— begin Data listing —
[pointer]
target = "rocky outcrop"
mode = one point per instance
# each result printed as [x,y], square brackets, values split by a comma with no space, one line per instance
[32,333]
— end Data listing —
Please reproduce every line of the records above in full, shifting each coordinate value in the answers by -133 and leaving everything else unchanged.

[pointer]
target = "rocky outcrop"
mode = one point per instance
# each result printed as [x,y], square brackets, values split by a comma with no space, one line per instance
[-101,200]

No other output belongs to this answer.